• **REQUIREMENT**
Reproduce the material from its start through the line containing "143L236 112L218 103L184", substituting "coarse mask" for every occurrence of "rough mask" and leaving everything else unchanged.

• **EXTRACTED MATERIAL**
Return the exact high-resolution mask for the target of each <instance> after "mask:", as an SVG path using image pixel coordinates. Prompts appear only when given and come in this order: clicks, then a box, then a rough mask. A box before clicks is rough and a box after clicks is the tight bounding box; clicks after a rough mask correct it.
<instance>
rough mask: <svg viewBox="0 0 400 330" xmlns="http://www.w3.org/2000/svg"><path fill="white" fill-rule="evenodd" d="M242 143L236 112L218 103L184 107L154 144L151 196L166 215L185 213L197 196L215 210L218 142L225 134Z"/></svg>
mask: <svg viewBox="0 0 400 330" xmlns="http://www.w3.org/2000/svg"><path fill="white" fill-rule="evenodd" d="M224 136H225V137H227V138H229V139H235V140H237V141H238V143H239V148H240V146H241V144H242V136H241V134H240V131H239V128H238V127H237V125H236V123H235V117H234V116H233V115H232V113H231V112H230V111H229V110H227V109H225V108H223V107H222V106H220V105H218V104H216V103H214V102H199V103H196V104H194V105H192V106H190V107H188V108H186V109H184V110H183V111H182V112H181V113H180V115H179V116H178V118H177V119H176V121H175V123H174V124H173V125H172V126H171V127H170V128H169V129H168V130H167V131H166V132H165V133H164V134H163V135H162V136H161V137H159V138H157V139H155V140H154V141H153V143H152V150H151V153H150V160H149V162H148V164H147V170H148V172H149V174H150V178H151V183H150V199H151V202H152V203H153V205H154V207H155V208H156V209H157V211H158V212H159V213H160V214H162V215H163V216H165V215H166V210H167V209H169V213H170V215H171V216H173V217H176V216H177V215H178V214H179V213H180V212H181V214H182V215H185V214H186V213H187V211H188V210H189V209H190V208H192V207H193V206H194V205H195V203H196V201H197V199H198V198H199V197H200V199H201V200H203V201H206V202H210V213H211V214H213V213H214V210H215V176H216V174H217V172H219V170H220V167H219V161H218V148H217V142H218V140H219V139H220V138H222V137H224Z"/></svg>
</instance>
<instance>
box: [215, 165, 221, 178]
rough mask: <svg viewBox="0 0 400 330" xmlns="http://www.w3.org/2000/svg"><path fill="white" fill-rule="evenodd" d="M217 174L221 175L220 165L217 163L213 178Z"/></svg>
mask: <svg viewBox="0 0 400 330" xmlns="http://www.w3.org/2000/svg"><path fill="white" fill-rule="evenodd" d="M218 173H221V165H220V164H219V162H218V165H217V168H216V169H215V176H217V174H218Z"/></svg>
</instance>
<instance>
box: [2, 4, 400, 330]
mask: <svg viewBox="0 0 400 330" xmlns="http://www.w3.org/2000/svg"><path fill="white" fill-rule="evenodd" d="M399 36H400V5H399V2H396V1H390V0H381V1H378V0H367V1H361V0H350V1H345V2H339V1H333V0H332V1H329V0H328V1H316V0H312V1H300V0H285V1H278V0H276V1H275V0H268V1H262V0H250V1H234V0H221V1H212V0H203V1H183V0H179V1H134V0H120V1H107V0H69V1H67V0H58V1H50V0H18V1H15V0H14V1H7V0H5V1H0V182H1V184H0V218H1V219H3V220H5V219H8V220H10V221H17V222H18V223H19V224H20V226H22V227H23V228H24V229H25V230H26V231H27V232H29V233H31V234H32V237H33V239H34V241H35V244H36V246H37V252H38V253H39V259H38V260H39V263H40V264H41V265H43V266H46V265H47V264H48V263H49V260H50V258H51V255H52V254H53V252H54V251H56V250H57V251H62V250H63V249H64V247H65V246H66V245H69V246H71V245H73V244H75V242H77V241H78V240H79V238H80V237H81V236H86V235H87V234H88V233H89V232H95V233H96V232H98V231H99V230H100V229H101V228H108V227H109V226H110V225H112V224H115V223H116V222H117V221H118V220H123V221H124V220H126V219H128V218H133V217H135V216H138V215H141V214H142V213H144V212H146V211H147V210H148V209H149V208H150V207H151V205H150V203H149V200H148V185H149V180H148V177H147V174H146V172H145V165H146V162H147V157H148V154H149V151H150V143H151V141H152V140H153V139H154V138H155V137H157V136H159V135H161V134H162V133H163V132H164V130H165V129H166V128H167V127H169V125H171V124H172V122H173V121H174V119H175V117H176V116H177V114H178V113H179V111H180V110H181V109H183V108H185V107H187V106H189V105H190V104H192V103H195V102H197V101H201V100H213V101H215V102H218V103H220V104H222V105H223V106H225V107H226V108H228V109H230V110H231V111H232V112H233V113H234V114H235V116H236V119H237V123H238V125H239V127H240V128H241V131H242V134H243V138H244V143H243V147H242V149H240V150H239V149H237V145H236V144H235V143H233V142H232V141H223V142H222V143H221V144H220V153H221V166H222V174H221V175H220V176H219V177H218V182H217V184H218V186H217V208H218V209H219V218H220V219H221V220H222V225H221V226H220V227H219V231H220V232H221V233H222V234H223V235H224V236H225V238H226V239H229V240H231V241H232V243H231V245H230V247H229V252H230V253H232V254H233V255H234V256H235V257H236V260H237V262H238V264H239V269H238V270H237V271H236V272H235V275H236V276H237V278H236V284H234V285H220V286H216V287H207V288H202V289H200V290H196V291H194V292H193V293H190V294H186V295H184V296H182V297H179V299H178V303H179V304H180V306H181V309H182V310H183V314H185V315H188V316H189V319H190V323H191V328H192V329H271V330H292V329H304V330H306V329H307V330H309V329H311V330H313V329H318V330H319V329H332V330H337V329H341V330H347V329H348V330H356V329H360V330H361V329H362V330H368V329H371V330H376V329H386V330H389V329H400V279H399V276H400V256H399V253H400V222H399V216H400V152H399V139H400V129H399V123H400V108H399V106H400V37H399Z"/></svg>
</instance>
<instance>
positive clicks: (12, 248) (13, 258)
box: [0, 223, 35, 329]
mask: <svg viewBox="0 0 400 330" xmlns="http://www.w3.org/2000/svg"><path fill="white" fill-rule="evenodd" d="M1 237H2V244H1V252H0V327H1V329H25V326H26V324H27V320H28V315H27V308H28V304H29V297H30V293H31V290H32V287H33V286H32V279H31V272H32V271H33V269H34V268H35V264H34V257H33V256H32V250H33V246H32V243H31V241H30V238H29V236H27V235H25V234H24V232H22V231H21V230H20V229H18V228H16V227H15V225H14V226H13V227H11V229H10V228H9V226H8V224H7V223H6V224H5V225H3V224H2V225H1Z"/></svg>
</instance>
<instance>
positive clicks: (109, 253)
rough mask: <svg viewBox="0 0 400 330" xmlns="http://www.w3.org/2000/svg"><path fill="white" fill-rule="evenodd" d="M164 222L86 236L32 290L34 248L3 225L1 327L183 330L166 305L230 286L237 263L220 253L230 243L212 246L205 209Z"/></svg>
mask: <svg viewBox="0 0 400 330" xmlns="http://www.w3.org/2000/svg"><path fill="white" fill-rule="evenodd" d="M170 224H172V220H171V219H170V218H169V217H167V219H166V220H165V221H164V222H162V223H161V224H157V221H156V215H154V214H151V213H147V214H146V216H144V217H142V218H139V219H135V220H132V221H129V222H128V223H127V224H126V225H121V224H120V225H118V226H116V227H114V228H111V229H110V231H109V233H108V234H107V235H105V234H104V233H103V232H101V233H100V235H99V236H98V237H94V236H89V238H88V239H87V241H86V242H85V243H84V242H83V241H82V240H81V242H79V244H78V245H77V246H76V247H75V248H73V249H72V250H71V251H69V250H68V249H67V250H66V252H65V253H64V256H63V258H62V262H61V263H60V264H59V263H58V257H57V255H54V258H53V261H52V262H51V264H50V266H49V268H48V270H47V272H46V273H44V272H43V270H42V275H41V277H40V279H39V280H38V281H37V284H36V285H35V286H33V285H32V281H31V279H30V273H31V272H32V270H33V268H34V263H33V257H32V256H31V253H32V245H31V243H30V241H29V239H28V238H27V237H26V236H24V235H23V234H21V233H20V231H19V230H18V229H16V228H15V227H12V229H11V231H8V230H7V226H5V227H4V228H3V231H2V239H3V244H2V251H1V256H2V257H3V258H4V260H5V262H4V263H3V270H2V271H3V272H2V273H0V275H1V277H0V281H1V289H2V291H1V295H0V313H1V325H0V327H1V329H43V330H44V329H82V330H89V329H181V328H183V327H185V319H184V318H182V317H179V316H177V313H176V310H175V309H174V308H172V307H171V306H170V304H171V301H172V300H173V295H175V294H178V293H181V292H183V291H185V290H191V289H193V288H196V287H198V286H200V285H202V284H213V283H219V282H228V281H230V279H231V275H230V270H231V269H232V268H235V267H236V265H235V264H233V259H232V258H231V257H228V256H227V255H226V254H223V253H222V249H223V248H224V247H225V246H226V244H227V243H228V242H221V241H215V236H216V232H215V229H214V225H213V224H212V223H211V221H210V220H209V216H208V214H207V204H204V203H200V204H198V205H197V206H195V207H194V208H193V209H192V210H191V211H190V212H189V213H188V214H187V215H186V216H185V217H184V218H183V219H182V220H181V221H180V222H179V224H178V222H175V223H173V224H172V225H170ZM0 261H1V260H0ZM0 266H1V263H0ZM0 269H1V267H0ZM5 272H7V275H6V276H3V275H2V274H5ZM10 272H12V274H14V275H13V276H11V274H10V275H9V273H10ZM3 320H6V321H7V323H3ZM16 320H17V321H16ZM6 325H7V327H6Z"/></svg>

• **TASK ANSWER**
Return the exact high-resolution mask for the target of each <instance> after "mask:", as an SVG path using image pixel coordinates. Prompts appear only when given and come in this order: clicks, then a box, then a coarse mask. A box before clicks is rough and a box after clicks is the tight bounding box; clicks after a coarse mask correct it.
<instance>
coarse mask: <svg viewBox="0 0 400 330" xmlns="http://www.w3.org/2000/svg"><path fill="white" fill-rule="evenodd" d="M242 143L236 112L218 103L184 107L154 144L151 196L166 215L185 213L197 196L215 210L218 142L225 134Z"/></svg>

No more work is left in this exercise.